Given request A:
Write out the records below again, requests included, from the line that contains "Point out every instance of the banana plant" down through the last line of the records. Add 131 to every number in the answer coordinates, and leave the sample coordinates in the requests unchanged.

Quoted passage:
_ _ _ _
Copyright © Louis Schmier and Atwood Publishing.

Date: Tue 10/21/2003 2:25 AM
Random Thought: On Teaching, Part II

I'm back after a brisk walk in the brisk pre-dawn autumn air. So, what are my answers to Tina's question. What are the realizations I have been coming to over the last decade?

(1) First, my first obligation as a teacher is in serving the needs and interests of each student, not in serving my own ego, not in securing a job guarantee, not in advancing my own scholarly reputation within the academic guild.

Until eleven years ago, I didn't really truly think in terms of service to the student. I truly couldn't since I honestly didn't know or make an attempt to know whom the students I was supposed to be serving truly were. I got around this problem by claiming that I knew all about the students when they didn't know about themselves, that I knew what they wanted when they didn't, and that I knew what was good for them when they didn't know. I had made all these pronouncements without having asked them, engaged them, or listened to them. I had resorted to unfounded "in my humble opinion" and "I believe...." as proof of the validity of my positions. I got around this second problem of proclaiming that I knew those whom I didn't know by drawing up self-serving stereotypes, pointing to emotionally satisfying statistics, and pronouncing encompassing generalities. Over the last decade, I have come to understand the vast difference between flattened statistics, herding stereotypes, impersonal generalities that for too many have become precise absolutes rather than merely reference points on one hand, and the reality of the unique and sacred and living and standardization-defying individual human being on the hand.

(2) Second, students today do not fit into any mould of being either better or worse than they really are. They aren't any better or worse then students were before them. They aren't any better or worse than we were. They aren't any better or worse then we are. The "in my day," or "I was" or "students aren't what they used to be" prefaces I have found doesn't really serve a useful purpose because it doesn't relate to reality. Memory being what it is, the "good old days" are good because we block out the bad ones. That filter just offers excuses for those academics seeking excuses not to change, to blame it all on the students, and/or not to roll up their sleeves and get down and dirty.
_ _ _ _
Task inputs:
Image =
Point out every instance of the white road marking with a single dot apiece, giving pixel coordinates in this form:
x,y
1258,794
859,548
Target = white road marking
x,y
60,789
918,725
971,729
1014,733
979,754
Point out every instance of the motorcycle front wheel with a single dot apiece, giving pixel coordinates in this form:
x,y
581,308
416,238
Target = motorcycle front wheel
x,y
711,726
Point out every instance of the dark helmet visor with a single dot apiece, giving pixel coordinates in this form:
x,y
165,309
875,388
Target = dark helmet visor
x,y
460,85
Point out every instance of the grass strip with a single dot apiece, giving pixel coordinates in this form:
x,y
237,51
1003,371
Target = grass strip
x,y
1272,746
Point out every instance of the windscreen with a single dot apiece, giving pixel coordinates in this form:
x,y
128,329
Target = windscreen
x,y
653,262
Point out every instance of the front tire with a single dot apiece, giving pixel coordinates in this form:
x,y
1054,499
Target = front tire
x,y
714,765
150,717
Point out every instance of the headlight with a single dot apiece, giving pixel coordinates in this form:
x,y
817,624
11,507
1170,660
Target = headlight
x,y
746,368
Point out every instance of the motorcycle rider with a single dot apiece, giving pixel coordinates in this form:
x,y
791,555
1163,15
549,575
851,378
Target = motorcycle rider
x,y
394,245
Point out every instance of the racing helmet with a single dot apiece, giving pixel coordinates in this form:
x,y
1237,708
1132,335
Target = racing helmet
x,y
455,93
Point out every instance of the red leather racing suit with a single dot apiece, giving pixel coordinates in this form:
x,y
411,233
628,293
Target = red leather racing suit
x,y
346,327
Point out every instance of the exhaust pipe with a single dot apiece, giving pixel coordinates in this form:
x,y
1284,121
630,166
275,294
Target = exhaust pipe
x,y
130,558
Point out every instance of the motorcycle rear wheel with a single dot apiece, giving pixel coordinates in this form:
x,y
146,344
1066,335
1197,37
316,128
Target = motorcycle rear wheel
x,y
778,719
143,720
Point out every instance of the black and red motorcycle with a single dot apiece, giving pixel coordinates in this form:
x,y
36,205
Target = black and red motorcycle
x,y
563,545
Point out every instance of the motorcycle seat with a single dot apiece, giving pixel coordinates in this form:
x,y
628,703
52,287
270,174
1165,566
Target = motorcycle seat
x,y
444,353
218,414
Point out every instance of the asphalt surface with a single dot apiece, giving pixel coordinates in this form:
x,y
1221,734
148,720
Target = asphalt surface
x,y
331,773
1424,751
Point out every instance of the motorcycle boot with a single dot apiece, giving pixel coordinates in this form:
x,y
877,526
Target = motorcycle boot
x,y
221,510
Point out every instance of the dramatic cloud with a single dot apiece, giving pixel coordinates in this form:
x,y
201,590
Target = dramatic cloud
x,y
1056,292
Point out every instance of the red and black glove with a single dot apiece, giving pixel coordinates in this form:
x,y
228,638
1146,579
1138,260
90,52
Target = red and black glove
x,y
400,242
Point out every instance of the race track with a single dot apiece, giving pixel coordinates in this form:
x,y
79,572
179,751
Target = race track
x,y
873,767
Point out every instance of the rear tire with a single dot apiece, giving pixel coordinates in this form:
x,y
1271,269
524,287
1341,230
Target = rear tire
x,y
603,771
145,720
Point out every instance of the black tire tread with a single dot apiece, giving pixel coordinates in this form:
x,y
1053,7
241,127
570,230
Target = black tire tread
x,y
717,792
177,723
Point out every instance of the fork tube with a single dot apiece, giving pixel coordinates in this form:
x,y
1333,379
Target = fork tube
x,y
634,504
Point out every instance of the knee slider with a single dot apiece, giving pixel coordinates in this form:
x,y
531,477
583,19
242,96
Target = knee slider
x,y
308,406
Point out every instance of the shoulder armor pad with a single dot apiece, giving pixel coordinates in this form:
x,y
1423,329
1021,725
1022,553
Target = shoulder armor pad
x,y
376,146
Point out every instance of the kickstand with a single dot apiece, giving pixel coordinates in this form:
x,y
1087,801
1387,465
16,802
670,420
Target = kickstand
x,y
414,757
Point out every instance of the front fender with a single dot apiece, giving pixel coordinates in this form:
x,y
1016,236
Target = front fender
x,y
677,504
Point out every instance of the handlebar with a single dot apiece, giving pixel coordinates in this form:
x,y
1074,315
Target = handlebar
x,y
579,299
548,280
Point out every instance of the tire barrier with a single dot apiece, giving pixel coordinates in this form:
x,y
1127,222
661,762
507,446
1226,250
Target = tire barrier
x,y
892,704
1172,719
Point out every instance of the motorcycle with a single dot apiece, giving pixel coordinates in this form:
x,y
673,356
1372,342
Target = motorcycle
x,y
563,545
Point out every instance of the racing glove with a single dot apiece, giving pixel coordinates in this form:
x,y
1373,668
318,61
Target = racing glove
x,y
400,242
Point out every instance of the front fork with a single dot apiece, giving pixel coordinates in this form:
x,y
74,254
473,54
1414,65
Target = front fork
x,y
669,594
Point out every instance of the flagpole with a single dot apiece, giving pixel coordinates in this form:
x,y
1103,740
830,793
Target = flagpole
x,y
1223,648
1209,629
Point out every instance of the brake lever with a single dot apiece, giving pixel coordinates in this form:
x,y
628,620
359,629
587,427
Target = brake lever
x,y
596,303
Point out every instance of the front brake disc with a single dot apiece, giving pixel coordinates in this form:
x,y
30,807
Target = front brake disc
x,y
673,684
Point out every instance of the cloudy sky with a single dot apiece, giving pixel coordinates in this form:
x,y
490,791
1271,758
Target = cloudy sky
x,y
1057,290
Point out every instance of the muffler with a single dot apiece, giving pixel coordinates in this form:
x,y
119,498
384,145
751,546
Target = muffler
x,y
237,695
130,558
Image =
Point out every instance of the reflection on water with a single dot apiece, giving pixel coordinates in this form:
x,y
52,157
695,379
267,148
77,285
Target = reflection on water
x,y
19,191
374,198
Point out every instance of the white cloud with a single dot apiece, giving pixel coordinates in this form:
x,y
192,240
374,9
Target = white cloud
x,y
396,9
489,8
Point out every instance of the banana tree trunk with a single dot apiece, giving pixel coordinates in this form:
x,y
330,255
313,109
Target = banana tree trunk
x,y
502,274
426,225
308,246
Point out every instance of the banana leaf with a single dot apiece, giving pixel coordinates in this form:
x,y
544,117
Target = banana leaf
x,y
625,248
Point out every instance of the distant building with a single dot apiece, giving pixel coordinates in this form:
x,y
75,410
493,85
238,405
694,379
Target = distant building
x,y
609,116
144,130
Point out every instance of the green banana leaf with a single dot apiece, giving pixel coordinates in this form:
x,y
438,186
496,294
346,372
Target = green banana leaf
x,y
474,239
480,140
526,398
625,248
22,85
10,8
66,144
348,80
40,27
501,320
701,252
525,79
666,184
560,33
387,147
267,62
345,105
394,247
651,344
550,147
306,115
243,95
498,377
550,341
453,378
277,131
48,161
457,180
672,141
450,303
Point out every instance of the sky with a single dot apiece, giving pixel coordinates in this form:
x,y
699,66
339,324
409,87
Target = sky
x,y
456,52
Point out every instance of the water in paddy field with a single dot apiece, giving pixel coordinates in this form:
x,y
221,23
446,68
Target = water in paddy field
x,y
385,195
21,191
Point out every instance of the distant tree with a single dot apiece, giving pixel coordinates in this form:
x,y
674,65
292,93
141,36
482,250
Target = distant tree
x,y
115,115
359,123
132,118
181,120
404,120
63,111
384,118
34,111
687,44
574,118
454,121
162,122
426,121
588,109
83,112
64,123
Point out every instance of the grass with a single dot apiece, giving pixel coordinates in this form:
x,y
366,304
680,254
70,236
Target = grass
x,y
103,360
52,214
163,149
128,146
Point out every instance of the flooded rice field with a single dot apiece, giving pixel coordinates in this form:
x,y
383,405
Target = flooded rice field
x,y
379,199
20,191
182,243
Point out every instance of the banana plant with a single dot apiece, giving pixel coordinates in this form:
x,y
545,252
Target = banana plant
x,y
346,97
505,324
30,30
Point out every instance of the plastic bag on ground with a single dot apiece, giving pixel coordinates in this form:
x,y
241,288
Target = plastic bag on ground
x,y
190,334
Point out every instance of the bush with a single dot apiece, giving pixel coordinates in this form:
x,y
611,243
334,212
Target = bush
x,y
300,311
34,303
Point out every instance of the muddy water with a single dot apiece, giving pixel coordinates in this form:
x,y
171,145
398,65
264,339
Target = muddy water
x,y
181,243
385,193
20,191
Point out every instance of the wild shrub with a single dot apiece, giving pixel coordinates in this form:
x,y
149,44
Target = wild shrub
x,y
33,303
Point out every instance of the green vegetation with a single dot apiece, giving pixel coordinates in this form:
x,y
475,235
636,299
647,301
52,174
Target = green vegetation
_ _ _ _
Given request B:
Summarize the reflection on teaching above in two sentences.

Problem solution A:
Point out every instance of the banana plant with a single dot apiece, giving pixel coordinates in this form:
x,y
545,252
Target = banana plant
x,y
477,228
636,455
161,161
Point out every instance of the plastic bag on ground with a single dot apiece, giving pixel coordinates in this form:
x,y
241,288
Target = plastic bag on ground
x,y
321,465
Point out every instance of the bush with a single dot apiece, giving pixel coordinates in this form:
x,y
611,243
334,212
Target = bush
x,y
431,442
165,434
Point out every instance of the muddy water with a single dot apiece, giving pixel coordinates in this form:
x,y
171,145
398,65
264,339
Target = muddy water
x,y
312,374
516,324
151,322
Point out every instance of the wild shrub with a single dot apiece, giving pixel coordinates in this form:
x,y
149,44
Target = wild shrub
x,y
164,434
Point out every instance of the green vegetation with a single dot apiece, giving pixel coordinates in this form:
x,y
475,235
636,299
647,301
52,174
Target = green vegetation

Problem solution B:
The writer has come to see that a teacher's first obligation is to serve each student's needs and interests rather than ego, job security or scholarly reputation, after years of relying on stereotypes, statistics and generalities instead of knowing students as individuals. The writer has also found that today's students are neither better nor worse than earlier students or their teachers, and that "in my day" laments only give excuses to academics who would rather blame students than change.